**** PASSAGE PROVIDED ****

This slice of good news, albeit five or six years later than many economists thought it would happen, disguises how the better off have thrived compared to those on the bottom rung of the income ladder. For instance the richest 10% spent more on wine per week (£9.40) than the poorest 10% spent on water (£7.30). In the same vein, the richest 10% spent £59.40 on “furniture and furnishings, carpets and other floor coverings” to almost match how much the poorest 10% spent on rent (£62.70). Challenging the idea that the poorest waste their money on booze and cigarettes, the survey found that the richest 10% devote twice as much of the weekly shop (£17.50) to “alcoholic drinks, tobacco and narcotics” as the poorest. But it is the new rich, the 65- to 74-year-olds that really catch the eye.

****

| WHAT YOU WILL DO |
(1) Reproduce the passage on household spending from "This slice of" up to and including "catch the eye.".
(2) In the passage on household spending, how much did the poorest 10% spend on rent?

**** DATA SUPPLIED ****

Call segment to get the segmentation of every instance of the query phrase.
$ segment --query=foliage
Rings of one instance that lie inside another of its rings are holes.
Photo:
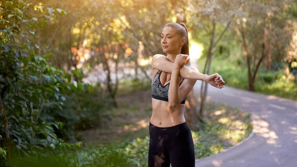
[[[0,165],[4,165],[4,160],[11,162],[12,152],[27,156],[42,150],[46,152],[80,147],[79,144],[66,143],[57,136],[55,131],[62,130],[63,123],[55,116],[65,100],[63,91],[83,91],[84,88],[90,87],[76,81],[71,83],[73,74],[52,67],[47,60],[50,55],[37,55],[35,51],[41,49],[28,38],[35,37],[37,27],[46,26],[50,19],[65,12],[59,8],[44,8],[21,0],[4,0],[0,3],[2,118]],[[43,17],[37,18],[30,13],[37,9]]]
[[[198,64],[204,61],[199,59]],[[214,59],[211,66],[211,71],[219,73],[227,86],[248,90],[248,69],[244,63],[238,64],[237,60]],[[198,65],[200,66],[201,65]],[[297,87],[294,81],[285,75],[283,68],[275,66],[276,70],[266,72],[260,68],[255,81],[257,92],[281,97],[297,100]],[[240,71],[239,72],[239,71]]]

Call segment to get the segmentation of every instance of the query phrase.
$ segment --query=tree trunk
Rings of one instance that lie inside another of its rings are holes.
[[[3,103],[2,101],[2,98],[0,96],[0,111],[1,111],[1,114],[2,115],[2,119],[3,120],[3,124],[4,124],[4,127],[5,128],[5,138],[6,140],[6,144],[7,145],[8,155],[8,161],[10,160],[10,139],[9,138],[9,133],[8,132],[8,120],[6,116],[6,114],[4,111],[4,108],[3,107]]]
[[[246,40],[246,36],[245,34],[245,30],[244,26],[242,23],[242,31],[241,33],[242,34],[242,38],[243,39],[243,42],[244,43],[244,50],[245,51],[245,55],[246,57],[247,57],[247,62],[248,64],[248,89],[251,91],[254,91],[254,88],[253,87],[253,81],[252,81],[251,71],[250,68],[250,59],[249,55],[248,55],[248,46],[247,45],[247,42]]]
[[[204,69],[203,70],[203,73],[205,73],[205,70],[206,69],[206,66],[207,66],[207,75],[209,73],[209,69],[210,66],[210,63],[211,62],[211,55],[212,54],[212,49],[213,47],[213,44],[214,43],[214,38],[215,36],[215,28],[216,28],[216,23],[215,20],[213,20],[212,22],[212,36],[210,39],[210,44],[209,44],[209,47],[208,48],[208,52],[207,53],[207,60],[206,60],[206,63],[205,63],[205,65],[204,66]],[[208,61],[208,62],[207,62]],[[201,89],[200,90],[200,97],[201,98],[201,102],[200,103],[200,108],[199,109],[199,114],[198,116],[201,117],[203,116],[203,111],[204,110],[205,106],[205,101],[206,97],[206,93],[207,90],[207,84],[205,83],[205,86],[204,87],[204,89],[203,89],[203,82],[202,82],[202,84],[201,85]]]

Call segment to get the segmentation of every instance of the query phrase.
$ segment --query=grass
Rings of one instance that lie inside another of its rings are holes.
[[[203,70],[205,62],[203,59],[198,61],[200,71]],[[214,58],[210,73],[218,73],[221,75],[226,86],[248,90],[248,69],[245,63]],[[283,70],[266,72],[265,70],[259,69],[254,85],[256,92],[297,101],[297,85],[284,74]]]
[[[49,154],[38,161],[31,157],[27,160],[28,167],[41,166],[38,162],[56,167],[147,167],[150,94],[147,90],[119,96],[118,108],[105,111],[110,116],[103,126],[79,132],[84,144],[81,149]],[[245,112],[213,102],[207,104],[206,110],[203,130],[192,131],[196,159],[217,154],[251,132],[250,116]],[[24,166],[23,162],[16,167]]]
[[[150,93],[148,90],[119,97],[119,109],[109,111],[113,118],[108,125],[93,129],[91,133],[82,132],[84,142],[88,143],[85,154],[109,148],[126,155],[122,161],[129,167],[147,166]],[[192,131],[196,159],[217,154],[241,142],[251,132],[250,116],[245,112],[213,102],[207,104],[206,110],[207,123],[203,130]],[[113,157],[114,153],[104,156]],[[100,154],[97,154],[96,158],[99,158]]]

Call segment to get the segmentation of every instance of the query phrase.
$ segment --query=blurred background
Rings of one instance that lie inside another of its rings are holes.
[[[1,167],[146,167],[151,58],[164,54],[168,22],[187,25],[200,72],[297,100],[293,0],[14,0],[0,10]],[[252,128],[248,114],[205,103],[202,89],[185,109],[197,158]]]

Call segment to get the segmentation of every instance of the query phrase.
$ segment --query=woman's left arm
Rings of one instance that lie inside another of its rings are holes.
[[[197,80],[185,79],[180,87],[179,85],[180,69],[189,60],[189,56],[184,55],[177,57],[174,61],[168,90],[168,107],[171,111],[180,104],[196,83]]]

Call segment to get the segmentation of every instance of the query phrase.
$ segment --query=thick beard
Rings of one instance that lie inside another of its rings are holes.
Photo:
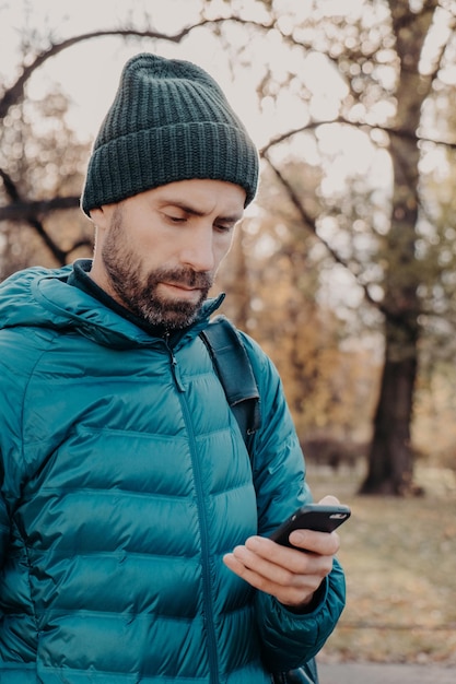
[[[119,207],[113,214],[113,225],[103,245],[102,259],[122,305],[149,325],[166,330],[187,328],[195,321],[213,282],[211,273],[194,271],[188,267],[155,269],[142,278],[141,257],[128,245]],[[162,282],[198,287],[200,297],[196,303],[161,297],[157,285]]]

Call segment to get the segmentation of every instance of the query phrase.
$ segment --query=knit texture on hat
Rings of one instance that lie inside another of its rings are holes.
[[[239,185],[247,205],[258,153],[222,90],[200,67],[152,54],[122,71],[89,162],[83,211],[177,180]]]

****

| EXERCISE SOLUTIONS |
(1)
This slice of good news, albeit five or six years later than many economists thought it would happen, disguises how the better off have thrived compared to those on the bottom rung of the income ladder. For instance the richest 10% spent more on wine per week (£9.40) than the poorest 10% spent on water (£7.30). In the same vein, the richest 10% spent £59.40 on “furniture and furnishings, carpets and other floor coverings” to almost match how much the poorest 10% spent on rent (£62.70). Challenging the idea that the poorest waste their money on booze and cigarettes, the survey found that the richest 10% devote twice as much of the weekly shop (£17.50) to “alcoholic drinks, tobacco and narcotics” as the poorest. But it is the new rich, the 65- to 74-year-olds that really catch the eye.

(2) £62.70